Task 1: In the forum post about connections hanging with Amazon RDS MySQL, what command was used to check the thread status?

Document:
Connection hanging occasionally with Amazon RDS My

2019-05-04 02:04发布

We're having problems with Amazon-hosted Play application with RDS Mysql.

Sometimes the application ends up unresponsive. Today I checked the thread status with jstack -F and there were multiple threads stuck in native code for c3p0 connection :

Thread 14060: (state = IN_NATIVE)
 - java.net.SocketInputStream.socketRead0(java.io.FileDescriptor, byte[], int, int, int) @bci=0 (Compiled frame; information may be imprecise)
 - java.net.SocketInputStream.read(byte[], int, int, int) @bci=79, line=150 (Compiled frame)
 - java.net.SocketInputStream.read(byte[], int, int) @bci=11, line=121 (Compiled frame)
 - com.mysql.jdbc.util.ReadAheadInputStream.fill(int) @bci=262, line=114 (Compiled frame)
 - com.mysql.jdbc.util.ReadAheadInputStream.readFromUnderlyingStreamIfNecessary(byte[], int, int) @bci=176, line=161 (Compiled frame)
 - com.mysql.jdbc.util.ReadAheadInputStream.read(byte[], int, int) @bci=48, line=189 (Compiled frame)
 - com.mysql.jdbc.MysqlIO.readFully(java.io.InputStream, byte[], int, int) @bci=34, line=3036 (Compiled frame)
 - com.mysql.jdbc.MysqlIO.reuseAndReadPacket(com.mysql.jdbc.Buffer, int) @bci=23, line=3489 (Compiled frame)
 - com.mysql.jdbc.MysqlIO.reuseAndReadPacket(com.mysql.jdbc.Buffer) @bci=3, line=3478 (Compiled frame)
 - com.mysql.jdbc.MysqlIO.checkErrorPacket(int) @bci=12, line=4019 (Compiled frame)
 - com.mysql.jdbc.MysqlIO.sendCommand(int, java.lang.String, com.mysql.jdbc.Buffer, boolean, java.lang.String, int) @bci=428, line=2490 (Compiled frame)
 - com.mysql.jdbc.MysqlIO.sqlQueryDirect(com.mysql.jdbc.StatementImpl, java.lang.String, java.lang.String, com.mysql.jdbc.Buffer, int, int, int, boolean, java.lang.String, com.mysql.jdbc.Field[]) @bci=559, line=2651 (Compiled frame)
 - com.mysql.jdbc.ConnectionImpl.execSQL(com.mysql.jdbc.StatementImpl, java.lang.String, int, com.mysql.jdbc.Buffer, int, int, boolean, java.lang.String, com.mysql.jdbc.Field[], boolean) @bci=130, line=2677 (Compiled frame)
 - com.mysql.jdbc.ConnectionImpl.execSQL(com.mysql.jdbc.StatementImpl, java.lang.String, int, com.mysql.jdbc.Buffer, int, int, boolean, java.lang.String, com.mysql.jdbc.Field[]) @bci=17, line=2627 (Compiled frame)
 - com.mysql.jdbc.StatementImpl.executeQuery(java.lang.String) @bci=534, line=1556 (Compiled frame)
 - com.mysql.jdbc.DatabaseMetaData$9.forEach(java.lang.Object) @bci=174, line=5013 (Compiled frame)

Task 2: Count the lines of the records that contain the word "aircraft", and reply with the number alone.

[Object pointing dataset rows]
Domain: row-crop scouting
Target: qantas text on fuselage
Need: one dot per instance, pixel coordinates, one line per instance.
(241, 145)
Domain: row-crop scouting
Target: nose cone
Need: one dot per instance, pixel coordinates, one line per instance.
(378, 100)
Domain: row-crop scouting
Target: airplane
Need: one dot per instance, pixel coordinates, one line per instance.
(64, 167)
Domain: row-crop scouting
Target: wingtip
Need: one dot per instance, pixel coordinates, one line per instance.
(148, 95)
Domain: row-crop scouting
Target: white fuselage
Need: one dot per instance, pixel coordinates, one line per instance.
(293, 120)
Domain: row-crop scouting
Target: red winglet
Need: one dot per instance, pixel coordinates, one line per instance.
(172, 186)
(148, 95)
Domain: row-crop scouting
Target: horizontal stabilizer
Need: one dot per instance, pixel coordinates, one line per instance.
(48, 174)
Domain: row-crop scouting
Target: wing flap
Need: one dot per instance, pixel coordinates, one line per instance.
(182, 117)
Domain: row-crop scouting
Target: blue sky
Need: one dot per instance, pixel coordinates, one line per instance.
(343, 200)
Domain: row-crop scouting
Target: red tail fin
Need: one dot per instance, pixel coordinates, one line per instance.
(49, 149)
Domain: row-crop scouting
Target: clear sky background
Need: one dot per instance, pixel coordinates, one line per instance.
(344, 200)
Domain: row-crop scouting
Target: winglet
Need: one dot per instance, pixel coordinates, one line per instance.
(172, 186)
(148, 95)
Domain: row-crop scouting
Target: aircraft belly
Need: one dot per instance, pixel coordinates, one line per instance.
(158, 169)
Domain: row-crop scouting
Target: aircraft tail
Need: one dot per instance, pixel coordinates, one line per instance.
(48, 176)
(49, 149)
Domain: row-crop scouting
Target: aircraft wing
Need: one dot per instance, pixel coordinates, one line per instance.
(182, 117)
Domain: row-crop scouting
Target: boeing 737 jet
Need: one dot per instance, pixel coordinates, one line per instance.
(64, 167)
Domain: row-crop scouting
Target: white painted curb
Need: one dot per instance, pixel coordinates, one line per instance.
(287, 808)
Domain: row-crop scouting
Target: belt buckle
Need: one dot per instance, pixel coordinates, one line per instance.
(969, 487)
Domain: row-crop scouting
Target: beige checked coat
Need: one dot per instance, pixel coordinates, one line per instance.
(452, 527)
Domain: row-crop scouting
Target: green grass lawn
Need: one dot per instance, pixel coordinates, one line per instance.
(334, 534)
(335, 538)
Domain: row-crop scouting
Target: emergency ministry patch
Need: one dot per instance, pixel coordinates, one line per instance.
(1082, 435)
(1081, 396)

Correct response 1: jstack -F

Correct response 2: 3